■ TASK DIRECTIONS
Please copy the items from the first line through the line containing "[(892, 905), (95, 928)]", including that line, and reproduce every line in full. Offset each coordinate in the bracketed point lists by adding 122 to it.

====================

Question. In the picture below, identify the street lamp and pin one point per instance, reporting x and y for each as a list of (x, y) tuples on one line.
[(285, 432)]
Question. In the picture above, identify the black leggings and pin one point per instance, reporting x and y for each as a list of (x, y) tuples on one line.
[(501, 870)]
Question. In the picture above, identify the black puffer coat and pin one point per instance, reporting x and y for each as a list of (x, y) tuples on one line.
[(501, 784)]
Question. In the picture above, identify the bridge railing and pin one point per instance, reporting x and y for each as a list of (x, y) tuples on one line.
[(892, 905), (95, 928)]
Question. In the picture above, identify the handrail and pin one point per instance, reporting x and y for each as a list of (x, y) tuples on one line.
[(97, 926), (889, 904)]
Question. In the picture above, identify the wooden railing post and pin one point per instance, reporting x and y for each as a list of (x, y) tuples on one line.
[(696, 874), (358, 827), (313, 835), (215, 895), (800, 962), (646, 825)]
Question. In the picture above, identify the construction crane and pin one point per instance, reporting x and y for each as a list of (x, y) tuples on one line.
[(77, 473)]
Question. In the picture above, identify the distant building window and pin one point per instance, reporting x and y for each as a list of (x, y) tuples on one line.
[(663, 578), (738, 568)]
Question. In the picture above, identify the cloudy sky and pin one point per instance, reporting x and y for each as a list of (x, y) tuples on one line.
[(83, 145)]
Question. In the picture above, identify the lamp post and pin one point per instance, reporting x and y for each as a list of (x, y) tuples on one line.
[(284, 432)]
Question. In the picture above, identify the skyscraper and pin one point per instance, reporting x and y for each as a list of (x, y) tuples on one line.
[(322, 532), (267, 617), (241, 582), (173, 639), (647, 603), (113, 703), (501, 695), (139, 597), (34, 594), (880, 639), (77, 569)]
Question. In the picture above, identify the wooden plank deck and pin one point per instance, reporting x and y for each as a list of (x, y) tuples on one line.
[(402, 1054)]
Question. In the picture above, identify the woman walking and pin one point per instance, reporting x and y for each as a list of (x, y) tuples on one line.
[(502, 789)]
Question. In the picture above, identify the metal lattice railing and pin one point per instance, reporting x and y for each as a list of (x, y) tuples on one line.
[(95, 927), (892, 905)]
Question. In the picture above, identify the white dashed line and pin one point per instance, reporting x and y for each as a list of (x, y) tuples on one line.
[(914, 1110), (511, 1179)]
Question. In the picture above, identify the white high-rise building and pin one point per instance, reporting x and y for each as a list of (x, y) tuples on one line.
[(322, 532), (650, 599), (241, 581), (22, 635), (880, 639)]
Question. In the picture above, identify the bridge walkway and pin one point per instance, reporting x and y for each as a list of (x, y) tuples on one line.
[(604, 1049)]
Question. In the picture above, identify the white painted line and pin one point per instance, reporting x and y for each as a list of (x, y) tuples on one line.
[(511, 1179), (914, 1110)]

====================

■ ANSWER
Question. In the picture below, identify the street lamp and pin one point per instance, reporting x and y for each as a list of (x, y) tuples on one line.
[(407, 554)]
Question. In the picture above, identify the black leggings and pin one point per instance, reporting x and y for each as a list of (x, y) tuples on one line.
[(623, 992)]
Question. In the picture above, identify the black puffer coat and pin one point per instance, reporting x and y for each as a list of (x, y) tuples on one line.
[(623, 906)]
Question. In the picture above, identify the bridge railing and pin one point per instance, reporting x and y for each as a list of (x, y) tuples on one line.
[(1014, 1027), (217, 1050)]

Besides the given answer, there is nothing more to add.